Through our meetings with MDST members, we realized that most teams would be approaching this problem with the purpose of predicting the diagnosis or finding patterns in the comorbidity.

To stand out, we decided to focus on finding the sub-populations who have the highest cost after day 0 being of diagnosed with type-II diabetes.

 

Methodology

 We performed K-means clustering on claims in medical_training.csv to find generalized patterns among different groups.

– Data Preprocessing:

The entries in medical_training.csv contain medical claims for each hospital visit for a patient. A patient will have multiple entries if he/she visited the hospital more than once. In each entry, there were at most five ICDM-9* diagnosis codes for each visit. It contains five characters that are mostly numbers, e.g. “12345”. This code can be grouped into 19 categories of diseases and each category contains a range of codes.

The first preprocess step we performed was to “shrink” the number of rows. We used patients ID to group each diagnosis to each patient. After that we constructed a 0/1 indicator feature vectors of length 19. Each column represented a type of disease and the value on that column would 1 if the patient was diagnosed with that disease. Each row in the feature vector contains the information of a particular patient’s diagnosis.

– Hyperparameter Tuning

After making the data into feature vectors, we can know perform k-means clustering. . k-means clustering is partitioning observations into a finite number(k) of clusters or groups in which each observation belongs to a cluster with the nearest mean. However, we still need to decide the number of clusters k. We want to find the number of clusters that result in small intracluster distance but do not overfit the data. To do this we used the “elbow heuristic”, which states that if on plotting the cost of k-means(the sum of the intracluster distance) with respect to k, we should choose a k value that has a significant drop before the that point and no significant drop after that point. As in the graph above, where the x-axis is the value of k and the y-axis is the cost of [1]k-means clustering, we can see that k=19 is a good choice.

[1]

 

 

Result

From the data analysis we performed, we realized that the average cost of each visit for a patient remained the same regardless of when the hospital visit occurred, but the amounts of visits increased significantly after the day that they were diagnosed. This resulted in a significant increase in the total cost, as can be seen in the graph below.

§ To do:
- 1) Reproduce the portion of the passage on clustering diabetes claims between "From the data" and "the graph below.", inclusive.
- 2) Answer these questions using the passage on clustering diabetes claims:
(a) Into how many categories of diseases can the diagnosis codes be grouped?
(b) What heuristic did the team use to decide the number of clusters?
(c) According to the results, what happened to the average cost of each visit after a patient's diagnosis?
- 3) Resume the passage on clustering diabetes claims after its final sentence.

§ Collected data entries:
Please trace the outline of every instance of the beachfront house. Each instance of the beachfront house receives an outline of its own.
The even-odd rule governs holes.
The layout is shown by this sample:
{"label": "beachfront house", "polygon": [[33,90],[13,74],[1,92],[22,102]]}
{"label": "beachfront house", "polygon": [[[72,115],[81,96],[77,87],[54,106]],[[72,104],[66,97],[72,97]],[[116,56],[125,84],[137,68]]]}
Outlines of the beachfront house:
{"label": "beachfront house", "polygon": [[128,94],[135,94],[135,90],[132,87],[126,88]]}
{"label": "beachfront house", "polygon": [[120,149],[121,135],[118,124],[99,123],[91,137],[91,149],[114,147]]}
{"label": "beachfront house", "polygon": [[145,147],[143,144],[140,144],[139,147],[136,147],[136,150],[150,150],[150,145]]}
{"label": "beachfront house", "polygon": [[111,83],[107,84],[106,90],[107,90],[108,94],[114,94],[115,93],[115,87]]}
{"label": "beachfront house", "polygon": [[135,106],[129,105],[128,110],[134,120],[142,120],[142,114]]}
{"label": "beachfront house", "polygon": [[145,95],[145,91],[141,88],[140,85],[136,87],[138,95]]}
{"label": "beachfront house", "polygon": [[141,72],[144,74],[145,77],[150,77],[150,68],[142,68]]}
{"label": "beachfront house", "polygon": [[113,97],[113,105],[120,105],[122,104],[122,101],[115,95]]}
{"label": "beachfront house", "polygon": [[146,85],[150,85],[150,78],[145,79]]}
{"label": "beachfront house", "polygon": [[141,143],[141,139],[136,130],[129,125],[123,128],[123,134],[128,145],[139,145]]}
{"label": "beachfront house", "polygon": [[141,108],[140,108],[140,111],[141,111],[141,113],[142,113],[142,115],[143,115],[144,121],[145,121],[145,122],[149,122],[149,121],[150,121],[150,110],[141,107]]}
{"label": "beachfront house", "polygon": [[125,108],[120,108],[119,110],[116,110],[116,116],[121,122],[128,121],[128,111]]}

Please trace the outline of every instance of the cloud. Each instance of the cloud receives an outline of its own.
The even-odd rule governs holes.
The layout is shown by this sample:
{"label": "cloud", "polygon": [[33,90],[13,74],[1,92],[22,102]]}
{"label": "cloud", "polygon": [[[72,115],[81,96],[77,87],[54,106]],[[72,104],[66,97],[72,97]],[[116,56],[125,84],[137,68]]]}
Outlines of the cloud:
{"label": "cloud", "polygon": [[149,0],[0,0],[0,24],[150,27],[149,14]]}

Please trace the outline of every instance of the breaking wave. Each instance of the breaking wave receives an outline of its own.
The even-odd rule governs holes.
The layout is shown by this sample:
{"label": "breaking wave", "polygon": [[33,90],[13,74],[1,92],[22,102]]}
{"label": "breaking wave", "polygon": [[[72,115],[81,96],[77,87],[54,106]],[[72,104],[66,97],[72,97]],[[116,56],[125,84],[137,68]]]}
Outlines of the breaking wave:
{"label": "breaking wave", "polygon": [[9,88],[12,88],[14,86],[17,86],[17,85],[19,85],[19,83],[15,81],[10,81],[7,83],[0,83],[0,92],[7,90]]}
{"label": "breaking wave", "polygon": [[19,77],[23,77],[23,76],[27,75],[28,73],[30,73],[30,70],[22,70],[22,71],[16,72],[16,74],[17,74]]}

§ Exercise responses:
- 1)
From the data analysis we performed, we realized that the average cost of each visit for a patient remained the same regardless of when the hospital visit occurred, but the amounts of visits increased significantly after the day that they were diagnosed. This resulted in a significant increase in the total cost, as can be seen in the graph below.

- 2)
(a) 19 categories.
(b) The "elbow heuristic."
(c) It remained the same regardless of when the hospital visit occurred.

- 3)
Another interesting finding was that although the number of patients diagnosed with Diabetes-II increased with age, the average cost was highest for ages 20-25 and 45-50, as shown in the graph below. This trend was common among different clusters. From this data, we were able to conclude that the people who were diagnosed in those two age groups had similar diseases. This suggests that we should focus on the age group who are diagnosed with diabetes at this younger ages will have a significantly higher cumulative costs as they live their life.

 

What we learned

From this competition, we learned that it was important to style our slides for the presentation. The judges commented us as “one of the most technical solid presentation”. However, we made some mistake on the slides and some axes on the graph are not clearly labeled. As a result, we did not make to the finalis. Nevertheless, it was really encouraging to know that the judges were impressed by our analytical skills.

But beyond that, at the competition itself we were impressed by the various interesting ways that the upper level teams used to predict the highest at-risk patients. One of them used models similar to what credit-card companies use to predict credit ratings for its clients. This was definitely out of the box and I was surprised to see that it actually worked.

And finally, we realized that it is important to persist. We encountered a significant delay before we received the real data(in fact, we did not have it until 5 days before the competition). It was challenging to try to come up with good analysis in that short period of time. However, with the help of our faculty mentor Sean, we were able to find meaningful patterns in the dataset. We wish we can have more time so that we can explore trends in other dataset.